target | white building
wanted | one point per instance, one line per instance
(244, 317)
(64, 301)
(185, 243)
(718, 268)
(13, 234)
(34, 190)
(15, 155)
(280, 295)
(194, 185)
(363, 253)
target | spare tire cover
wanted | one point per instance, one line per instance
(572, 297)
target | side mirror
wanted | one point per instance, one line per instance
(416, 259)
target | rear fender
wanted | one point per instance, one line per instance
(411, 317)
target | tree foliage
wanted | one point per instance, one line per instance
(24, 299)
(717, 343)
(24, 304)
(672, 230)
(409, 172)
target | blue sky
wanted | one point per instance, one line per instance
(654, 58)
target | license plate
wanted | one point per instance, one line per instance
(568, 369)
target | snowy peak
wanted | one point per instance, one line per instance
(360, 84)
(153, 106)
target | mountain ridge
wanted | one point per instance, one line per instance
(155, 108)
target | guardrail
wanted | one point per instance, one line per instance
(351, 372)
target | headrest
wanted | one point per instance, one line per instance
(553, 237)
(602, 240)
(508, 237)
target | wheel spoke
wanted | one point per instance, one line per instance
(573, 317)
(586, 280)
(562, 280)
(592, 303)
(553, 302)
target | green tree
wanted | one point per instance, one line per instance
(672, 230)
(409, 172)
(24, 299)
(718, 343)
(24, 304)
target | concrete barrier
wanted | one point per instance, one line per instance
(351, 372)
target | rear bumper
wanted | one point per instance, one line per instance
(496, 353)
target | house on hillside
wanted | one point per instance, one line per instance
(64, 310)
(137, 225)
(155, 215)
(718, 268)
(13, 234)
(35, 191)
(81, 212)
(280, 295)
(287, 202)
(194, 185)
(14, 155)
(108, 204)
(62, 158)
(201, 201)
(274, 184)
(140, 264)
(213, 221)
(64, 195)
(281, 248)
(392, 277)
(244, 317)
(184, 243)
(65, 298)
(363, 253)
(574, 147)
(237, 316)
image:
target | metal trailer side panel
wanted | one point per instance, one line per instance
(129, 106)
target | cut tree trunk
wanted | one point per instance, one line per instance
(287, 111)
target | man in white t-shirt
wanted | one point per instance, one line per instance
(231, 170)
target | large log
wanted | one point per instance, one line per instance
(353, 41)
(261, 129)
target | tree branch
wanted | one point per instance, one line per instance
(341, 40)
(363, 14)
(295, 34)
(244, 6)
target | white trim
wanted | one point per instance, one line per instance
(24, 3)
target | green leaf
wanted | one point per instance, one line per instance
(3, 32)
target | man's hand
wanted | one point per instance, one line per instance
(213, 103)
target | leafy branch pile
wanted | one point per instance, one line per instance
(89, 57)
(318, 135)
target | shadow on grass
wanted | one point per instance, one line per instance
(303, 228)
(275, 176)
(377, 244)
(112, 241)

++++++++++++++++++++

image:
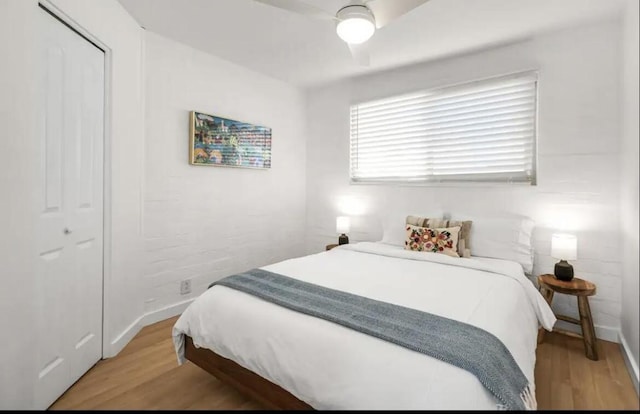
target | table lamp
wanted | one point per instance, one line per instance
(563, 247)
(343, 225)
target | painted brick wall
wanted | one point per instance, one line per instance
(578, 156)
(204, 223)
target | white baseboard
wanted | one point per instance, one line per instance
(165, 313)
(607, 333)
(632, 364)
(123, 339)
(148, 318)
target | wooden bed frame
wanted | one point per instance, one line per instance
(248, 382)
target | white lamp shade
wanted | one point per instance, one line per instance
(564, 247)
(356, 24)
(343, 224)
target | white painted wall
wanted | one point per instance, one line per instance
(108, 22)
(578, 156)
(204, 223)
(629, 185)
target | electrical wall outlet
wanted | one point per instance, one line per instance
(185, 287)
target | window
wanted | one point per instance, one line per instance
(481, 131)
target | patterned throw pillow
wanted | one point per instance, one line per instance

++++++++++++++++++++

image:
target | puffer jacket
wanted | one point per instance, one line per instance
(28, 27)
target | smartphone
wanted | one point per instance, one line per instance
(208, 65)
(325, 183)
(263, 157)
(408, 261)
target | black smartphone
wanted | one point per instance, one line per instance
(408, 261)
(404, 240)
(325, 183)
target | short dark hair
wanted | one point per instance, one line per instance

++++++++++++++++++++

### Task to carry out
An exact copy of the lines above between the line holding "target | white building" and the line holding "target | blue sky", inclusive, is the whole answer.

### The answer
target | white building
wanted | one point per instance, one line per instance
(244, 317)
(64, 301)
(185, 243)
(718, 268)
(13, 234)
(34, 190)
(15, 155)
(280, 295)
(194, 185)
(363, 253)
target | spare tire cover
wanted | one point per instance, one line per instance
(572, 297)
target | side mirror
wanted | one point per instance, one line per instance
(416, 259)
target | rear fender
wanted | one point per instance, one line per instance
(411, 317)
target | tree foliage
wanted | one point per instance, one line per instance
(24, 299)
(717, 343)
(24, 304)
(672, 230)
(409, 172)
target | blue sky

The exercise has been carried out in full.